▶ **EXERCISE DIRECTIONS**
Copy the part of the page on Sysinspect transport key rotation starting at "That keeps the" and ending at "staged rotation request.", renaming "operator-visible context" to "operator-supplied context".

▶ **PAGE EXTRACT**
##########

If the Minion is offline, Sysinspect stores the exact requested rotation as a pending action and sends it when that Minion reconnects later.

What Each Rotation Option Does

The current operator-facing rotation options are:

network --rotate <target>

Starts a managed transport rotation.

  • If <target> looks like a plain Minion id, Sysinspect targets that exact Minion.

  • If <target> contains glob characters such as * or a comma-separated selector list, Sysinspect treats it as a query target.

Examples:

sysinspect network --rotate minion-42
sysinspect network --rotate 'edge-*'
sysinspect network --rotate 'edge-1,edge-2'

network --rotate --rotate-overlap <seconds>

Controls how long the old key remains in retiring state before it is removed.

  • Default: 900 seconds

  • Purpose: give unstable or slow-to-reconnect systems a grace window during cutover

Example:

sysinspect network --rotate minion-42 --rotate-overlap 1800

That keeps the previous key material around for 30 minutes before retirement cleanup removes it.

network --rotate --rotate-reason <text>

Adds operator-visible context to the signed rotation intent.

  • This is recorded in the staged rotation request.

  • If the Minion is offline, the same reason is preserved and replayed later.

Example:

sysinspect network --rotate minion-42 --rotate-reason quarterly-maintenance

network --status <target>

Shows current managed transport state for one Minion or a selected set.

The status output includes:

  • active transport key id

  • key age

  • last successful handshake time

  • current rotation state

  • security.transport.last-rotated-at

Examples:

sysinspect network --status minion-42
sysinspect network --status 'edge-*'

What Actually Happens During Rotation

From an operator point of view, a rotation request does the following:

  1. The Master creates a new managed transport key record with fresh secret material.

  2. The Master signs a rotation intent with its RSA identity.

  3. The Minion verifies that signed intent against the trusted Master RSA key.

  4. The Minion updates its managed transport state and reconnects.

##########

▶ **AVAILABLE DATA**

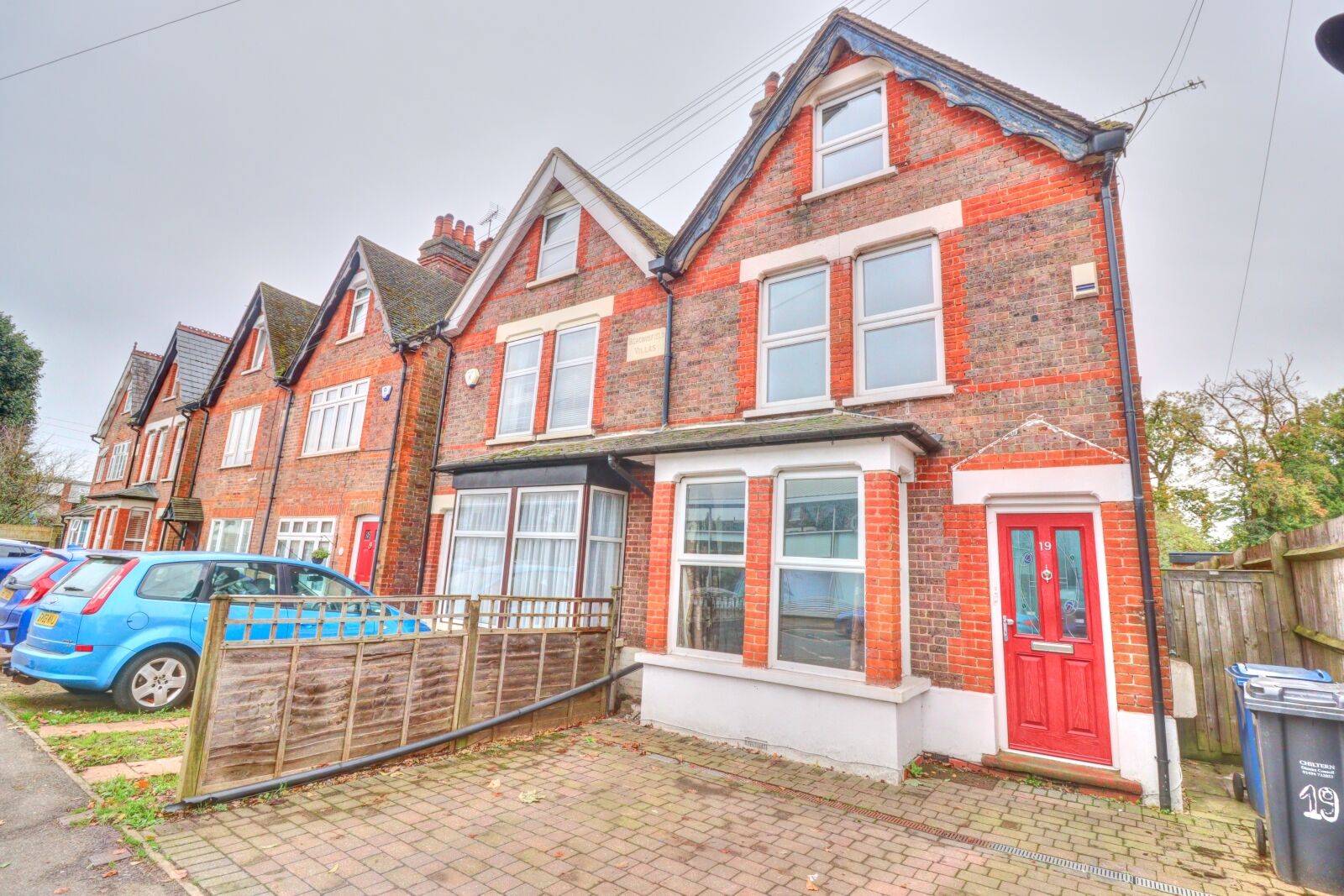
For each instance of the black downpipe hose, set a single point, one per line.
(393, 752)
(387, 477)
(1136, 479)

##########

▶ **RESPONSE**
That keeps the previous key material around for 30 minutes before retirement cleanup removes it.

network --rotate --rotate-reason <text>

Adds operator-supplied context to the signed rotation intent.

  • This is recorded in the staged rotation request.